Extract provided:
----------------

If you have no option to take time off right now make sure you are putting yourself first. Take all the breaks you are entitled to. Leave work on time and get home where you can rest. Get an early night so your body has enough sleep to tackle the following day. You are number one.

Exercise

Whatever you do for exercise, ask yourself right now ‘at this present moment, is it serving me’? I get it, the gym is community, it’s so much more than just movement. But putting yourself through intense exercise day after day and telling yourself it’s worth it because of what it does for your social life isn’t the right way to go. What is your body telling you? Is it sore? Is it tired? Does it need a break, a bit of TLC? Maybe cut back on how many times you go per week. Maybe drop those weights or intensity for a couple of days and see how you feel. Or maybe just stay in bed instead. Your body will tell you what’s best, you just have to listen to it.

Diet

I’m not going to preach on what you should or shouldn’t eat. If your not eating great, you know it and you know what you should be eating instead. Don’t deny yourself or restrict yourself, just maybe eat some more veg or pass on the pizza. Get your tummy happy for the holidays. If you do eat well then great but make sure you’re not going too far. Does your body need a little more? Does what you eat make you happy?

And if like me you are pretty happy food wise but want to just take a break from alcohol for a little while then that’s always a good choice. I think a lot of folks would benefit from a boozy time out, just to reset our bodies and give it a little break from having to work hard to process the alcohol.

Routine

Why not throw a spanner in the works? I get really tired from doing the same old same old stuff day in and day out. Although I thrive from routine, I also know, if I’m not careful, it can drag me down into a rabbit hole and it’s hard to get out. Do something different. Go for a walk after dinner. Switch up one of your go to meals. Attend a class or go to the cinema on a weeknight. Break your self imposed rules. Take a time out from the grind.

Surroundings

Last but not least, take a time out from your surroundings. Maybe you are a Mum and you just need that night off from the family to spend with friends. You and your husband could book a last minute cheap deal for a stay at a hotel in your city. Or maybe you need some alone time. Work from home instead of the office. Even walking home a different way or trying out a new coffee shop can make a big difference. I like going somewhere new at the weekend. Just switch up what you see.

----------------

The data:
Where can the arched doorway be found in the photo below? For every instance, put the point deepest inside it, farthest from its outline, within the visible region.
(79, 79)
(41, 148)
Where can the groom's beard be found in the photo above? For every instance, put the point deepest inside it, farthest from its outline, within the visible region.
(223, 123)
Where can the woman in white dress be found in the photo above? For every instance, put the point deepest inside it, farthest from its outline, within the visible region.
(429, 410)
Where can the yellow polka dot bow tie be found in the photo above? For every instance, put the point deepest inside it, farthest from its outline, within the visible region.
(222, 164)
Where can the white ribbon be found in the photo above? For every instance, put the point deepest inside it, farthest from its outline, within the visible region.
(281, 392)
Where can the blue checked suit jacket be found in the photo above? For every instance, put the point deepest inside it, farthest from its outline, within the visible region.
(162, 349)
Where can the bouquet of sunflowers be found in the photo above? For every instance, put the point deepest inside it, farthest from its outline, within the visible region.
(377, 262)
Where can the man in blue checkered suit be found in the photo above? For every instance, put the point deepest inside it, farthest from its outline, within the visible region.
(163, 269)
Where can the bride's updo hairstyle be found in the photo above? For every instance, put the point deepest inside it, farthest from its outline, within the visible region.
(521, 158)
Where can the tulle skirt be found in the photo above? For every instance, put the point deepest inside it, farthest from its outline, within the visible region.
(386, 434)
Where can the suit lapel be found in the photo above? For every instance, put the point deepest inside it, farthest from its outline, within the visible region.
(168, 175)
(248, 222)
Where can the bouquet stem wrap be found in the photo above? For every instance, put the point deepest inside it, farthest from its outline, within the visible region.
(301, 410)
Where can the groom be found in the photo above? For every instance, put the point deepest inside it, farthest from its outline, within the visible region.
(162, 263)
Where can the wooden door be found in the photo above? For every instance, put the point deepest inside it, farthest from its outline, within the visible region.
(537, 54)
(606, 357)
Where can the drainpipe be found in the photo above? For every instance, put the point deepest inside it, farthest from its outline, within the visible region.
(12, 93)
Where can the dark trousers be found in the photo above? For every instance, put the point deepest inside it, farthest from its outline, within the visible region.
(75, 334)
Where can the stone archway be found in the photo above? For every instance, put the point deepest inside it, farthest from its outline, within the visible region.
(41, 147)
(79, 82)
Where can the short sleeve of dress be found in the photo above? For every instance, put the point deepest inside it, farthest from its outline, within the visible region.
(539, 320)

----------------

What the task asks:
Return the complete text about taking time out for yourself, word for word and with nothing changed.

Output for this task:
If you have no option to take time off right now make sure you are putting yourself first. Take all the breaks you are entitled to. Leave work on time and get home where you can rest. Get an early night so your body has enough sleep to tackle the following day. You are number one.

Exercise

Whatever you do for exercise, ask yourself right now ‘at this present moment, is it serving me’? I get it, the gym is community, it’s so much more than just movement. But putting yourself through intense exercise day after day and telling yourself it’s worth it because of what it does for your social life isn’t the right way to go. What is your body telling you? Is it sore? Is it tired? Does it need a break, a bit of TLC? Maybe cut back on how many times you go per week. Maybe drop those weights or intensity for a couple of days and see how you feel. Or maybe just stay in bed instead. Your body will tell you what’s best, you just have to listen to it.

Diet

I’m not going to preach on what you should or shouldn’t eat. If your not eating great, you know it and you know what you should be eating instead. Don’t deny yourself or restrict yourself, just maybe eat some more veg or pass on the pizza. Get your tummy happy for the holidays. If you do eat well then great but make sure you’re not going too far. Does your body need a little more? Does what you eat make you happy?

And if like me you are pretty happy food wise but want to just take a break from alcohol for a little while then that’s always a good choice. I think a lot of folks would benefit from a boozy time out, just to reset our bodies and give it a little break from having to work hard to process the alcohol.

Routine

Why not throw a spanner in the works? I get really tired from doing the same old same old stuff day in and day out. Although I thrive from routine, I also know, if I’m not careful, it can drag me down into a rabbit hole and it’s hard to get out. Do something different. Go for a walk after dinner. Switch up one of your go to meals. Attend a class or go to the cinema on a weeknight. Break your self imposed rules. Take a time out from the grind.

Surroundings

Last but not least, take a time out from your surroundings. Maybe you are a Mum and you just need that night off from the family to spend with friends. You and your husband could book a last minute cheap deal for a stay at a hotel in your city. Or maybe you need some alone time. Work from home instead of the office. Even walking home a different way or trying out a new coffee shop can make a big difference. I like going somewhere new at the weekend. Just switch up what you see.